* Begin *

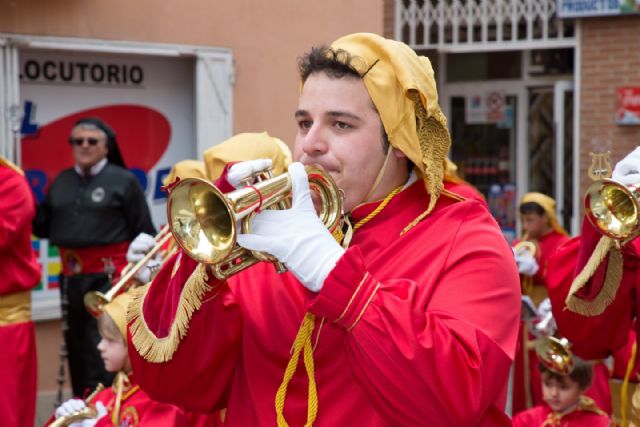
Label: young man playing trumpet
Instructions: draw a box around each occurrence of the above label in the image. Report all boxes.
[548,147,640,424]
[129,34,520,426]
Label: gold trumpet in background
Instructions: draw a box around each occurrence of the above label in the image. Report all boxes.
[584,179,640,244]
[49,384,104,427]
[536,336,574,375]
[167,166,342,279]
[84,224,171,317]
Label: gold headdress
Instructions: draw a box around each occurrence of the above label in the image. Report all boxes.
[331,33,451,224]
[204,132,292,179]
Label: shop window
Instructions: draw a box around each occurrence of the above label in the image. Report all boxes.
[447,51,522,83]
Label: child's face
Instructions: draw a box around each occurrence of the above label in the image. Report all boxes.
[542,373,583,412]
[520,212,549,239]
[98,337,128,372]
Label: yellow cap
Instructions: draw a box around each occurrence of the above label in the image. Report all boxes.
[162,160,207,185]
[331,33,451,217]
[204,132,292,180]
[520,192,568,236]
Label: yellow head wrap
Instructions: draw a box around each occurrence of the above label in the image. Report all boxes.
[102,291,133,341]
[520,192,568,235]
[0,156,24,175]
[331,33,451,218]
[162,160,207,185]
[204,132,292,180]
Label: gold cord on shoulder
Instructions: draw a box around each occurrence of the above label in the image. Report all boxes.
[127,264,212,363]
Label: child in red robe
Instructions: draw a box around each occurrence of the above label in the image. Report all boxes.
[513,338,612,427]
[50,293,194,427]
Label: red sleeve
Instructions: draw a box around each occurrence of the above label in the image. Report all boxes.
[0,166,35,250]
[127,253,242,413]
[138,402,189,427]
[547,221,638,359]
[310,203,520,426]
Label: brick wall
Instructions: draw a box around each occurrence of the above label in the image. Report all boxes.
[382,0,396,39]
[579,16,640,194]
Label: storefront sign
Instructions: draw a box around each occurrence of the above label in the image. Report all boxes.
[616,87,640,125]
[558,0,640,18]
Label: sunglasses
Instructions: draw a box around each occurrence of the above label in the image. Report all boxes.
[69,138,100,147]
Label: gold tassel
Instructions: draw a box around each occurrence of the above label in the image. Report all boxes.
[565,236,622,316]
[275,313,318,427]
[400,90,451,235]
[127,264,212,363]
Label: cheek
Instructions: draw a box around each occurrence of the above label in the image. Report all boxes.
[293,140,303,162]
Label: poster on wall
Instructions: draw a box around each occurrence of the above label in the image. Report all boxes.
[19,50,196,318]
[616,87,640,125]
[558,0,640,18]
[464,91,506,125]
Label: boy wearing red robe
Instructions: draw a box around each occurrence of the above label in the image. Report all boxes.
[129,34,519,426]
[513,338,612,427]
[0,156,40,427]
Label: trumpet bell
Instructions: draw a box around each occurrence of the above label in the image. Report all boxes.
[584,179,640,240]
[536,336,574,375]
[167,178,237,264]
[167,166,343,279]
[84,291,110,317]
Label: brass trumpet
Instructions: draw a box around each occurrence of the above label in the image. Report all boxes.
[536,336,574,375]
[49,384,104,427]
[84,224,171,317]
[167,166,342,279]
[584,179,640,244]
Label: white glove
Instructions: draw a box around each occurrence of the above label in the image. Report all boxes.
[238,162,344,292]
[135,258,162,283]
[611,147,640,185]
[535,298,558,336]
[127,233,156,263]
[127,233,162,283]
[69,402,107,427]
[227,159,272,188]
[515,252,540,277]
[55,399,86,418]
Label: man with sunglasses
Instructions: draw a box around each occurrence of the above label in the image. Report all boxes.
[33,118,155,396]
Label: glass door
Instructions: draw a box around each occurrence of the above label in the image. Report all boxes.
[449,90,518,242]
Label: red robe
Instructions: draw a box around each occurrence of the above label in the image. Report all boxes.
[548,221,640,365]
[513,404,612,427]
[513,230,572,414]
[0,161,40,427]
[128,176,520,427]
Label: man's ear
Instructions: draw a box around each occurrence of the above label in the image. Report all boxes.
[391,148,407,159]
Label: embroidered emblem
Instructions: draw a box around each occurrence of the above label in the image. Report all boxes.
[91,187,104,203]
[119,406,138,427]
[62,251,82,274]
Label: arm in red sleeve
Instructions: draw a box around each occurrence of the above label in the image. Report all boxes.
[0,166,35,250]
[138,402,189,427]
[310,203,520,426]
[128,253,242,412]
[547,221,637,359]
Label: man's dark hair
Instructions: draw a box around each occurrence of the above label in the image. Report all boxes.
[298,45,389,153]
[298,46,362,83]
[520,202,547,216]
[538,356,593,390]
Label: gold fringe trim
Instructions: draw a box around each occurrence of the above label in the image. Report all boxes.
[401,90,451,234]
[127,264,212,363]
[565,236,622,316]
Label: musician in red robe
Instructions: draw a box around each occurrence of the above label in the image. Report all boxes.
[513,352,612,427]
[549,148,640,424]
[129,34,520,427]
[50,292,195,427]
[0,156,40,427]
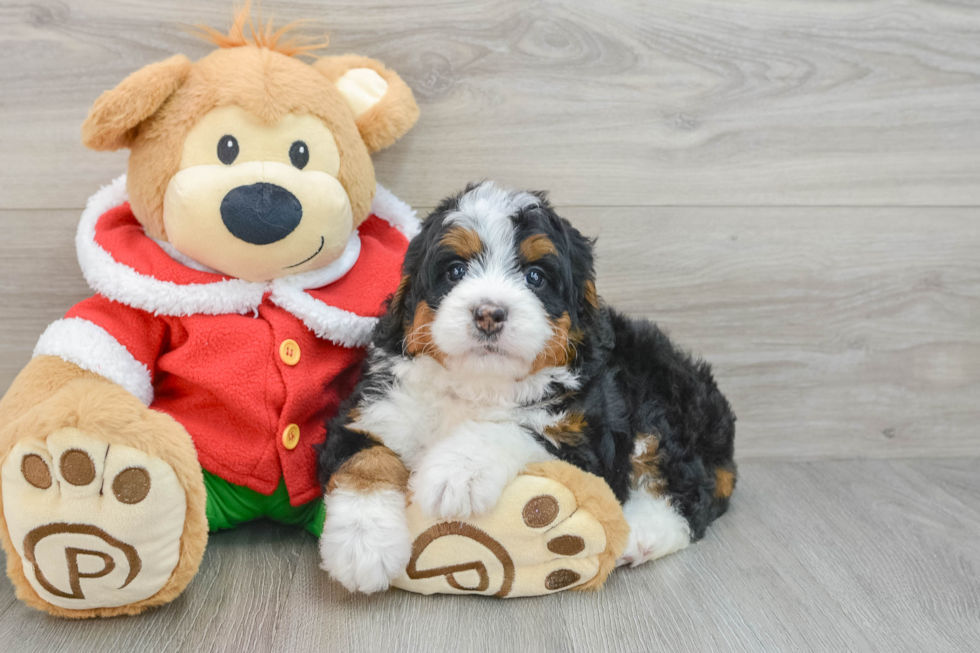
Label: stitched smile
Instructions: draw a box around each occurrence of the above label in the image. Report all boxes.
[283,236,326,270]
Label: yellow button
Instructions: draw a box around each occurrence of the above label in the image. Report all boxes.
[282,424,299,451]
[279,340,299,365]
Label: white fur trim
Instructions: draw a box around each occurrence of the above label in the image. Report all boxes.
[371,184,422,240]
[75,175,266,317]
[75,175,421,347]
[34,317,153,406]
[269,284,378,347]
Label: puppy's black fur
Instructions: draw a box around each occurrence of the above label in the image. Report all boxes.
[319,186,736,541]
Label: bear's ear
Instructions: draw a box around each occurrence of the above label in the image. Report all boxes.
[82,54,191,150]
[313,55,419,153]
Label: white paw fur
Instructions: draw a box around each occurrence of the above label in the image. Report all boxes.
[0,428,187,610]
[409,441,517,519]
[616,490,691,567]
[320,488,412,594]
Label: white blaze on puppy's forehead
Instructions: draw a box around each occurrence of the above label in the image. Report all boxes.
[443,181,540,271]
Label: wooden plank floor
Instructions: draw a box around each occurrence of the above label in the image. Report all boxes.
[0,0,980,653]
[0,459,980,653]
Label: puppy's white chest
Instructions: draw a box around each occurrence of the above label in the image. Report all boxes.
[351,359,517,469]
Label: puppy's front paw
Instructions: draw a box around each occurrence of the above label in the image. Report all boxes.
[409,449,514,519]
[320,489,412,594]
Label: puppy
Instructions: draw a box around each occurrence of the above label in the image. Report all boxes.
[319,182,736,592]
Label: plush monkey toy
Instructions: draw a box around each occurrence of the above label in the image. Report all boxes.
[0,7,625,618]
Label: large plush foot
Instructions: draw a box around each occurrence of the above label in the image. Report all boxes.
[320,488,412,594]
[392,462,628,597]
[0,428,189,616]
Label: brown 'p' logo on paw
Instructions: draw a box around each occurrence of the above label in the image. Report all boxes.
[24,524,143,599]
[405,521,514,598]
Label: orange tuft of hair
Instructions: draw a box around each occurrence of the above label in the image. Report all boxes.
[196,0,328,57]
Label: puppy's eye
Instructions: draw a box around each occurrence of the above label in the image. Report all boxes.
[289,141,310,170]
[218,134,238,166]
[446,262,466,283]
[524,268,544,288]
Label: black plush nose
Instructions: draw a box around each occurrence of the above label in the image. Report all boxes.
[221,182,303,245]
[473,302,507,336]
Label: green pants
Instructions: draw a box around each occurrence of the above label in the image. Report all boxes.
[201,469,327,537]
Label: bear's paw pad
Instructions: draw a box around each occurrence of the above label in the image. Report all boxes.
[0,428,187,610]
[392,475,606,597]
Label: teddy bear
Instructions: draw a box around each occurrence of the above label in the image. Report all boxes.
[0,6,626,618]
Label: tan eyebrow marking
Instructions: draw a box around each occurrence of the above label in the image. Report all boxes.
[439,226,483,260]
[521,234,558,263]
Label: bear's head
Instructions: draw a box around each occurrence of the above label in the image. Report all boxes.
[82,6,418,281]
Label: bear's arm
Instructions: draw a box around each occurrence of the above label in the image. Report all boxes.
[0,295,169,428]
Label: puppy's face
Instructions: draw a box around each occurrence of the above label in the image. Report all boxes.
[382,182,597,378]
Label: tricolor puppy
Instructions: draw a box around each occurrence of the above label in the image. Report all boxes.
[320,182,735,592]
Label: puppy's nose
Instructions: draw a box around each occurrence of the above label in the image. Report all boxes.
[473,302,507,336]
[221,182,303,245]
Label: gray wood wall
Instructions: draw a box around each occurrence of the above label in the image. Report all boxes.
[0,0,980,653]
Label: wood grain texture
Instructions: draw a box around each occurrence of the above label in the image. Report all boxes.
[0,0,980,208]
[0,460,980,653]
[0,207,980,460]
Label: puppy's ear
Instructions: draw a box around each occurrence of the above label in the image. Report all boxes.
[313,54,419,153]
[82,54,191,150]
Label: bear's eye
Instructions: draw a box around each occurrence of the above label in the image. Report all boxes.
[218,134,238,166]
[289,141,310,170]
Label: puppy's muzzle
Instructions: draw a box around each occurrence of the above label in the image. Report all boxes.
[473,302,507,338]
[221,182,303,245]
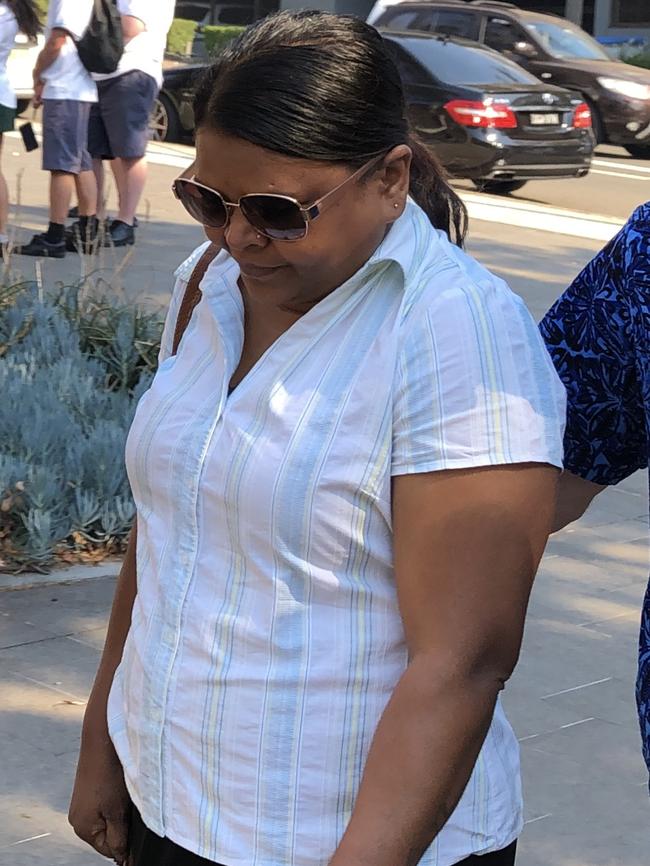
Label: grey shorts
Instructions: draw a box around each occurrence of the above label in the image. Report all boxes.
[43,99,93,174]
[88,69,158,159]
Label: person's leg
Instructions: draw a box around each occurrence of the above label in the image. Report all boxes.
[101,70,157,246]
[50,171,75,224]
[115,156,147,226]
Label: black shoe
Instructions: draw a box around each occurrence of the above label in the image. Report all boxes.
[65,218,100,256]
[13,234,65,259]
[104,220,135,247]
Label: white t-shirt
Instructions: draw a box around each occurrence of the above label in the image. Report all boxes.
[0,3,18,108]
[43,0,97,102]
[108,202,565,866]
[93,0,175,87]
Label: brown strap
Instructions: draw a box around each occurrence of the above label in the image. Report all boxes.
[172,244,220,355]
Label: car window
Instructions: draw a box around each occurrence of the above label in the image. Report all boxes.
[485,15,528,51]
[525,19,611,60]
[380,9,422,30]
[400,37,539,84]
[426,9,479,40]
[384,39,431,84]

* End *

AIM OF THE TASK — Render the section of the listing above that opens with the line containing "Label: man's dark hair" and closes with the line containing "[313,55,419,153]" as a JSON list of strings, one string per line, skipping blank lines. Leave the pictures out.

OUTPUT FOR THIS TASK —
[
  "Label: man's dark hair",
  "Instructions: draw a box around each occurrence of the above label in the image. Report all boxes.",
  "[298,45,389,153]",
  "[298,46,362,83]",
  "[520,202,547,216]",
  "[538,356,593,390]",
  "Label: gold fringe trim",
  "Instructions: draw a box around each occurrence of the above label in the image. Report all boxes.",
  "[401,90,451,234]",
  "[127,264,212,363]",
  "[565,236,622,316]",
  "Label: musician in red robe",
  "Instructions: draw a box around each occurrence of the above label in the image. Report all boxes.",
  "[513,352,612,427]",
  "[549,148,640,424]",
  "[129,34,520,427]",
  "[50,292,195,427]",
  "[0,156,40,427]",
  "Label: stitched smile",
  "Instructions: draw a box around each occurrence of the above label in the image. Report all boxes.",
  "[283,236,326,270]",
  "Label: yellow button",
  "Instructions: draw a box around each occurrence of the above label in the image. Report all boxes.",
  "[282,424,299,451]",
  "[279,340,299,365]",
  "Label: white fur trim",
  "Instructions: draw a box around each occurrence of the above label in the image. Report all boxes.",
  "[371,184,422,240]",
  "[75,175,266,317]",
  "[75,175,421,347]",
  "[34,317,153,406]",
  "[269,284,378,347]",
  "Label: puppy's black fur",
  "Instructions: draw a box around each occurrence of the above label in the image. Report all boxes.",
  "[319,186,736,541]",
  "Label: bear's ear",
  "Instructions: draw a box around each occurrence of the above label in the image. Report all boxes.",
  "[82,54,191,150]",
  "[313,55,419,153]"
]